:: Texte de la page ::
----

Quand la vie t’arrache à toi-même

Parfois, il faut être forcé à regarder.

Pas simplement voir.

Regarder.

Regarder sans pouvoir détourner les yeux.

Regarder jusqu’à ce que chaque mensonge tombe.

Jusqu’à ce que plus rien ne tienne.

Pendant des années, j’ai cru que la paix et la joie dans mon cœur suffiraient à transformer mon expérience humaine.

J’ai cru que c’était fait.

Que le pire était derrière moi.

Mais ce que l’on repousse ne meurt jamais.

Il attend.

Et il revient.

Ce que j’avais mis à l’écart a refait surface.

Violent.

Brutal.

Indiscutable.

Et j’ai compris une chose :

On ne force pas la beauté.

On ne force pas la grâce.

On laisse le vacarme fondre dedans.

Et parfois, la seule façon de la laisser fondre, c’est la souffrance.

Encore.

Et encore.

Jusqu’à ce que je n’aie plus d’échappatoire.

Jusqu’à ce que tout en moi implore enfin le silence.

Quand la vie est trop belle, je l’oublie.

Je me projette.

Je m’égare dans des rêves brillants.

----

:: Consigne ::
Citez sans rien changer tout le passage du texte qui va de « Ce que j’avais » jusqu'à « pas la grâce. ». Les données n'entrent pas en jeu ici.

:: Données recueillies ::

----

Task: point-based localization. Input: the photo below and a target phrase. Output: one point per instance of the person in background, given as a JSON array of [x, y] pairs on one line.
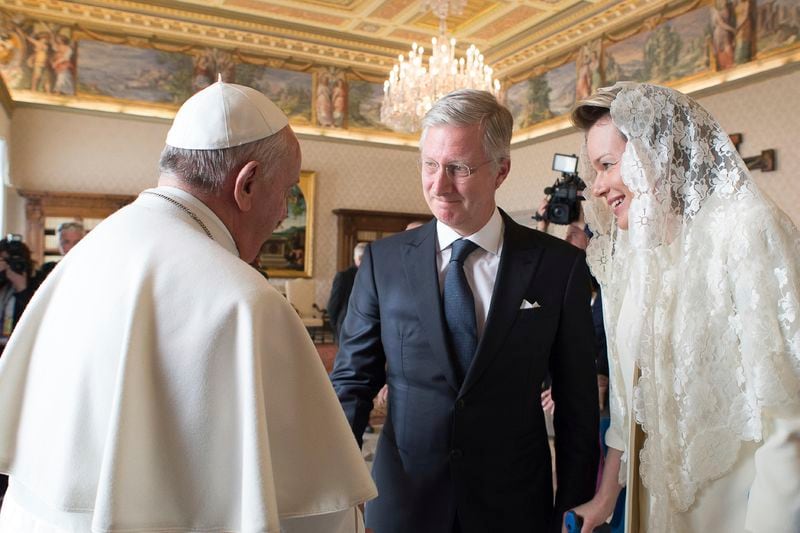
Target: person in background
[[462, 318], [16, 287], [701, 281], [156, 382], [577, 234], [68, 235], [16, 290], [340, 290]]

----

:: Réponse ::
Ce que j’avais mis à l’écart a refait surface.

Violent.

Brutal.

Indiscutable.

Et j’ai compris une chose :

On ne force pas la beauté.

On ne force pas la grâce.